▶ What you are asked to do
Add 106 to every answer marker coordinate from the line with "Question. Identify the ocean" through the end of the material, then write out every line of that stretch with the sample coordinates left unchanged.

START Provided records

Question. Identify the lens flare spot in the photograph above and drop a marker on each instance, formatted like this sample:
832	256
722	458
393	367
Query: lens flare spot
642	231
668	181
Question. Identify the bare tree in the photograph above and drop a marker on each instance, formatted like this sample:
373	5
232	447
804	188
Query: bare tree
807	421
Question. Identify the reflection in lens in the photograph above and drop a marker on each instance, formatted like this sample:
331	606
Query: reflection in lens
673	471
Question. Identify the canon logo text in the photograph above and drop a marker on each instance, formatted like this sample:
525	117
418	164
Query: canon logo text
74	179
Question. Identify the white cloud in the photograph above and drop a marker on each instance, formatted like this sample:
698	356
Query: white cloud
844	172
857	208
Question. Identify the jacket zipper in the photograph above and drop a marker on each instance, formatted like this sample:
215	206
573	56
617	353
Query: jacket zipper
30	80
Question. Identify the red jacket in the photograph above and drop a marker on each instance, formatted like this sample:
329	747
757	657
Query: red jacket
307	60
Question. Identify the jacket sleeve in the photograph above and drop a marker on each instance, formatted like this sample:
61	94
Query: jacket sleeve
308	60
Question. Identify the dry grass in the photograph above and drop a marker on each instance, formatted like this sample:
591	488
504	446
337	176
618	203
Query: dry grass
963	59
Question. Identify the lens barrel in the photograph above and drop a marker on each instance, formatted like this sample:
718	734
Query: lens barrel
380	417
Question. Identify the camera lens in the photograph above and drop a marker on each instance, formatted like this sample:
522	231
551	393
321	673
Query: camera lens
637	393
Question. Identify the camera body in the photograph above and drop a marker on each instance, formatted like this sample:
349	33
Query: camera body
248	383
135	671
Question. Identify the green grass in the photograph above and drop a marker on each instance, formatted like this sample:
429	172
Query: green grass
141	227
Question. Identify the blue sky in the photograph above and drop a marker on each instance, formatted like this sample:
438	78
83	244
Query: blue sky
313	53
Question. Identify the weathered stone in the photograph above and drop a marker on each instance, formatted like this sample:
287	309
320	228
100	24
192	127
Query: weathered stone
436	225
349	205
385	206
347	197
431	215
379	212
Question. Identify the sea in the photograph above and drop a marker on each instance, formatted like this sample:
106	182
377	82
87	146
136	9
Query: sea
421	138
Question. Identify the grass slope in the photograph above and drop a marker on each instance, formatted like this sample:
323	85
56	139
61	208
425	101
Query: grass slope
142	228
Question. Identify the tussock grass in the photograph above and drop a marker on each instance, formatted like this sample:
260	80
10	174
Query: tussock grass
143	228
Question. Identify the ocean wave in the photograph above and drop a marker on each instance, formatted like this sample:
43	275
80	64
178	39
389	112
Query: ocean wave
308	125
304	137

END Provided records

▶ Answer to this task
Question. Identify the ocean wave in the photograph above and drop a marker on each instance, formatted like this sample:
43	275
80	64
178	39
389	112
Query: ocean wave
414	231
410	243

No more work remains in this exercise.